— START —

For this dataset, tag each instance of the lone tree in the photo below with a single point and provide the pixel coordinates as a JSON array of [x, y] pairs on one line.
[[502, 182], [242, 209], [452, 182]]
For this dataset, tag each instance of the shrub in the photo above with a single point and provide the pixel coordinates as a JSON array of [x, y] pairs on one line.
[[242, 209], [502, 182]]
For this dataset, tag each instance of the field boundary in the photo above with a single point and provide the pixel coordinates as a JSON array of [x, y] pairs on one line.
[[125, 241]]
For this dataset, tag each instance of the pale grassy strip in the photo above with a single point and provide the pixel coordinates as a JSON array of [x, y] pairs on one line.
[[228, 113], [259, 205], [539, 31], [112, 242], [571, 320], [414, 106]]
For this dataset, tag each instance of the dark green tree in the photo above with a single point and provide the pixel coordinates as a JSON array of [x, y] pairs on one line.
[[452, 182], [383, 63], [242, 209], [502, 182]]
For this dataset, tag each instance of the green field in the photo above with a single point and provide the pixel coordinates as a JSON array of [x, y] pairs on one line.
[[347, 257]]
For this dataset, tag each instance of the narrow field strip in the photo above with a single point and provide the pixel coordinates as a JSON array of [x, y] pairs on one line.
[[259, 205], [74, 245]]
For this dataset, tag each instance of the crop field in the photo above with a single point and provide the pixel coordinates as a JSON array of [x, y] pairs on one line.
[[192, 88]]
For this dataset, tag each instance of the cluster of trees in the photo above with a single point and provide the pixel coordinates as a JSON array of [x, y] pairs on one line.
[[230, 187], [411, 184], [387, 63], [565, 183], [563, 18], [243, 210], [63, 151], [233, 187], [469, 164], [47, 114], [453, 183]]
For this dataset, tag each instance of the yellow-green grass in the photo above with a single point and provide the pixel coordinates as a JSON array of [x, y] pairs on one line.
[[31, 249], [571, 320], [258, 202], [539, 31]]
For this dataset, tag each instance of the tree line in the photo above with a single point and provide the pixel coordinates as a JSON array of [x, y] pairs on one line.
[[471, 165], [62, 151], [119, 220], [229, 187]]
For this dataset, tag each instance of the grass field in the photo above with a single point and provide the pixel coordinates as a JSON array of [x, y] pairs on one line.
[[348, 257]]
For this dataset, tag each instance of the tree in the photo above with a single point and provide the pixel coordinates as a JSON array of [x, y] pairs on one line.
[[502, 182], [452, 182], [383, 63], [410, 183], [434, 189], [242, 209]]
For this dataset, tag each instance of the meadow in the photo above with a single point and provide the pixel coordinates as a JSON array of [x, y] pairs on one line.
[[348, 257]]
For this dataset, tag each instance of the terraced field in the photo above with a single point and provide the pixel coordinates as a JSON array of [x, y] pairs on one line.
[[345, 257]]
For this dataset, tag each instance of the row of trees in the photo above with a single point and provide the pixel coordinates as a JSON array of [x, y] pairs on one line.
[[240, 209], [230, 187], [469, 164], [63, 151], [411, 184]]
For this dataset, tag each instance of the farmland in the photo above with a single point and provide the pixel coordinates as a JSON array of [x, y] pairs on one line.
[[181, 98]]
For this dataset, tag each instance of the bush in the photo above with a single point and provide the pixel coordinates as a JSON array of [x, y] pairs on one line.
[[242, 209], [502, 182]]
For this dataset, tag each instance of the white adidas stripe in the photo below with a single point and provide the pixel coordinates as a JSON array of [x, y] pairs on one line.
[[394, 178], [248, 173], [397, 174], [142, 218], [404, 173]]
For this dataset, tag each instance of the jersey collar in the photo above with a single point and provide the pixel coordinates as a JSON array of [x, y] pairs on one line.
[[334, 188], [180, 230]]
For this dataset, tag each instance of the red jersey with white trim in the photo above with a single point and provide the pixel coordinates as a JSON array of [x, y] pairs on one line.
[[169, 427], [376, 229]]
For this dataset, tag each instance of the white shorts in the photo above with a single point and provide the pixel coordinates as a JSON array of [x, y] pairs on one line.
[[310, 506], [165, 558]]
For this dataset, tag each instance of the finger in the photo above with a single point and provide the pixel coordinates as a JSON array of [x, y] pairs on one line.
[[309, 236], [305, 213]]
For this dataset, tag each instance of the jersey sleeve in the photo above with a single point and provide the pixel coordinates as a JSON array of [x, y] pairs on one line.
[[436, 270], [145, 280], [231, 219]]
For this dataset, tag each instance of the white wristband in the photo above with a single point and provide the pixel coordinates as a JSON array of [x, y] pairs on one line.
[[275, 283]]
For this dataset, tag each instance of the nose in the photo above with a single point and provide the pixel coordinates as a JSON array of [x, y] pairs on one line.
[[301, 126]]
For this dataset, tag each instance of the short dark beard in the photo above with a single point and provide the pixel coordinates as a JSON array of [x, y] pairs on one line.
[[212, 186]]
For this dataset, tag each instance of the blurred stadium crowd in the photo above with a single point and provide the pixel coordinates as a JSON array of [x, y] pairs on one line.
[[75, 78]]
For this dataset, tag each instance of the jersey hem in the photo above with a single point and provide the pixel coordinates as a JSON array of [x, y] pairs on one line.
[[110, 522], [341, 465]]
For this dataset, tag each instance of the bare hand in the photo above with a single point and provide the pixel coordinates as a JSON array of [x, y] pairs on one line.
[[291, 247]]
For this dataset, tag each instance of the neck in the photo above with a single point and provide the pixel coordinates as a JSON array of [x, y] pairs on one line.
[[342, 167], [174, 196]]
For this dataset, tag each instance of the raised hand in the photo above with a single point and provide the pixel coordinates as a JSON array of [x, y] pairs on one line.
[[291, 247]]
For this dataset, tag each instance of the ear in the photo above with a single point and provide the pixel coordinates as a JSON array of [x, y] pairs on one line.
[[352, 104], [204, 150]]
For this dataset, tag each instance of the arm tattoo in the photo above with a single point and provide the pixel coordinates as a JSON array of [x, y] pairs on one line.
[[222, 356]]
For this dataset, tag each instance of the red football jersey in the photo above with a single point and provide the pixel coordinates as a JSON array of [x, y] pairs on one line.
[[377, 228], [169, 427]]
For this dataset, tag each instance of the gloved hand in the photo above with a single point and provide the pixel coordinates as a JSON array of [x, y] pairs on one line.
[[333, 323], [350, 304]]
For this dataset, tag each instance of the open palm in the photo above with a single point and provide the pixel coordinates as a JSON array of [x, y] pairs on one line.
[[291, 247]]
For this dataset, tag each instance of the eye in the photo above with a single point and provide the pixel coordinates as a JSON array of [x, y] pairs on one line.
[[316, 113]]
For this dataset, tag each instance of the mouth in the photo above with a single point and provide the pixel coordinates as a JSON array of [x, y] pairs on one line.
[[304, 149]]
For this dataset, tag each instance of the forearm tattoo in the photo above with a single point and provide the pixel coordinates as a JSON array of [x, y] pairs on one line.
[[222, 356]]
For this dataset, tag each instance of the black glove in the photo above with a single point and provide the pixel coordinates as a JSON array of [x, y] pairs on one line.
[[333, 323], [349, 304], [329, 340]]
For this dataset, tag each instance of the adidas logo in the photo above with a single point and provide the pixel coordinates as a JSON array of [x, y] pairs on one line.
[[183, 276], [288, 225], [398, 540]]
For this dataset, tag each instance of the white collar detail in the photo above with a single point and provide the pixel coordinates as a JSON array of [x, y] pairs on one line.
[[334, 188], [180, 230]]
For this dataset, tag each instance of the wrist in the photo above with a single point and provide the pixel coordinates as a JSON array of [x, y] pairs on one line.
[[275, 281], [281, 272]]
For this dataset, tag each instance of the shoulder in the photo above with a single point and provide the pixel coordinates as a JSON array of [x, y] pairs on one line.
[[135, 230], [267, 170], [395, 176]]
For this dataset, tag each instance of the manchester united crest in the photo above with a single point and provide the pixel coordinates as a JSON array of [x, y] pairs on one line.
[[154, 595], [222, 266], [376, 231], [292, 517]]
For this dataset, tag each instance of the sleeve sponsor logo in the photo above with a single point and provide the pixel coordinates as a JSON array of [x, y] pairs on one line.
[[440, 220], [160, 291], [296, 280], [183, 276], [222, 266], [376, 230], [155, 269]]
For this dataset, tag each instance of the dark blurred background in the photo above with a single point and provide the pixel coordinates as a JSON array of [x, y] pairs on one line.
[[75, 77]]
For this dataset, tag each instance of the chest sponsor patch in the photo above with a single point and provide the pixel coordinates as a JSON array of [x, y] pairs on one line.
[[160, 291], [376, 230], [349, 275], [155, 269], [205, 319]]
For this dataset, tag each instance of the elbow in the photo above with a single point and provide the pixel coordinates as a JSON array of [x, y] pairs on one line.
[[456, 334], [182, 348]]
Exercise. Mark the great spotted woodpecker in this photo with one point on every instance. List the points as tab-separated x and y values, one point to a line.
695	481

— END —

Copy the rows word for word, starting at the one that contains "For this dataset, tag each instance of the dark blurred" and ending with the last row.

*OUTPUT OF THE TASK*
For this dataset, tag each instance of the dark blurred background in the photo above with a single point and provide the pixel coordinates as a JSON array of [x, y] pairs on one line.
[[75, 77]]
For this dataset, tag each instance of the chest sponsor patch in the photo above with a single point and provide the pixel coordinates as a JSON array of [x, y] pairs on one line.
[[160, 291], [376, 230], [349, 275], [155, 269], [205, 319]]
For this dataset, tag each instance of the elbow in the photo above with a single point and provide the pixel coordinates as a JSON array of [x, y] pairs on one line.
[[456, 334], [182, 348]]
Exercise. Mark the great spotted woodpecker in this photo with one point on every instance. List the points as tab-separated x and y values, one point to a line.
695	481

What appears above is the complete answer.